-- START Source records --

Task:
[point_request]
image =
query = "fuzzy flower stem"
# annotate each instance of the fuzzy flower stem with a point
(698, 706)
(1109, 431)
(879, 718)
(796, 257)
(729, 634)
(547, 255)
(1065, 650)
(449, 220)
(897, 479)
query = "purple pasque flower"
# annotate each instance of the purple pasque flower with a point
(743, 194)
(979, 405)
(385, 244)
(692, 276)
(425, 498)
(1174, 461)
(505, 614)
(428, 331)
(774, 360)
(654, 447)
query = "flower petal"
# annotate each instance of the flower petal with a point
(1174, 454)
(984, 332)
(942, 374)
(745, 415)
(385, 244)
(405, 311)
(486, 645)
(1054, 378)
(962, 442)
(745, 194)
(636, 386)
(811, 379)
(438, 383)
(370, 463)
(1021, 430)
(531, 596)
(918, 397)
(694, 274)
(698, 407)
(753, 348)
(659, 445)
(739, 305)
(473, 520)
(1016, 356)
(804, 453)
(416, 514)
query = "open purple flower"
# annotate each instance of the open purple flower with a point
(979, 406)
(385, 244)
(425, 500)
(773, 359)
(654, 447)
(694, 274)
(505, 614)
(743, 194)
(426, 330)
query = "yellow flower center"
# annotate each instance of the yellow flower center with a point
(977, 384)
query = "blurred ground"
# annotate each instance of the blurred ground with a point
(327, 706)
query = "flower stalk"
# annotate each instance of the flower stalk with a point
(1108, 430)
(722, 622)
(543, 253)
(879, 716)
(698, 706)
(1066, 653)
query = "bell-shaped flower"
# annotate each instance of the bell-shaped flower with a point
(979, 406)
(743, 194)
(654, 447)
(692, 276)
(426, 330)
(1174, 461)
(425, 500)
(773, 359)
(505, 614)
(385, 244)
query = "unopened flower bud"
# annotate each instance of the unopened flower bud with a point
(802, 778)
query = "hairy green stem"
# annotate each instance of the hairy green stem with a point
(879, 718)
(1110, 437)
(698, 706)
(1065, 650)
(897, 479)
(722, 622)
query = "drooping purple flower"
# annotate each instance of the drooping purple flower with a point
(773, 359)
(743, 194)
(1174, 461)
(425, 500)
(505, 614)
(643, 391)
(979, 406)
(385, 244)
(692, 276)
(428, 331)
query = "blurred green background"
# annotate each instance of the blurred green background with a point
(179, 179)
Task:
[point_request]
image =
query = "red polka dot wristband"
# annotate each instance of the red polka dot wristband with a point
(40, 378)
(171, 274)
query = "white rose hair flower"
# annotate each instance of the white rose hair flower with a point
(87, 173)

-- END Source records --

Goal: The records above should all be quoted exactly, please.

Output of the exercise:
Task:
[point_request]
image =
query = "fuzzy flower stem"
# annotate each instance of the fuzzy flower stem with a point
(698, 706)
(1109, 431)
(879, 718)
(796, 257)
(729, 634)
(547, 255)
(1065, 650)
(449, 220)
(897, 479)
query = "purple pasque flower"
# annotate each instance of the purple pasque flower with a point
(743, 194)
(979, 405)
(385, 244)
(692, 276)
(425, 498)
(1174, 461)
(505, 614)
(428, 331)
(774, 360)
(654, 447)
query = "flower petal"
# annotate each instance of the flower petal with a point
(1174, 454)
(984, 332)
(942, 374)
(745, 415)
(385, 244)
(405, 311)
(486, 645)
(1054, 378)
(962, 442)
(745, 194)
(636, 386)
(811, 379)
(438, 383)
(370, 463)
(1021, 430)
(531, 596)
(918, 397)
(694, 274)
(698, 407)
(753, 348)
(659, 445)
(739, 305)
(473, 520)
(1016, 356)
(804, 453)
(416, 514)
query = "open purple flower"
# annotate each instance of the open purple flower with a point
(979, 406)
(385, 244)
(425, 500)
(773, 359)
(654, 447)
(694, 274)
(505, 614)
(743, 194)
(426, 330)
query = "yellow flower center"
# annotate each instance of the yellow flower center with a point
(977, 384)
query = "blurred ground"
# annotate each instance of the blurred ground with a point
(327, 706)
query = "flower stalk"
# annotate each instance of the flower stalk with a point
(1108, 430)
(722, 622)
(543, 253)
(879, 716)
(698, 706)
(1066, 653)
query = "bell-shaped flower"
# annotate each instance of the bell-shaped flower with a point
(979, 406)
(743, 194)
(654, 447)
(692, 276)
(426, 330)
(1174, 461)
(425, 500)
(773, 359)
(505, 614)
(385, 244)
query = "unopened flower bud"
# annotate each instance of the unopened flower bud with a point
(802, 778)
query = "hairy green stem"
# annotate each instance of the hairy green stem with a point
(879, 718)
(1110, 437)
(698, 706)
(1065, 650)
(897, 479)
(722, 622)
query = "drooping purple flower"
# annotate each instance of the drooping purple flower with a point
(773, 359)
(743, 194)
(1174, 461)
(425, 500)
(505, 614)
(643, 391)
(979, 406)
(385, 244)
(692, 276)
(428, 331)
query = "blurred green background"
# annotate each instance of the blurred green background with a point
(179, 179)
Task:
[point_request]
image =
query = "red polka dot wristband"
# annotate each instance of the red polka dot wristband with a point
(40, 378)
(171, 274)
query = "white rose hair flower"
# annotate each instance of the white rose hair flower with a point
(87, 173)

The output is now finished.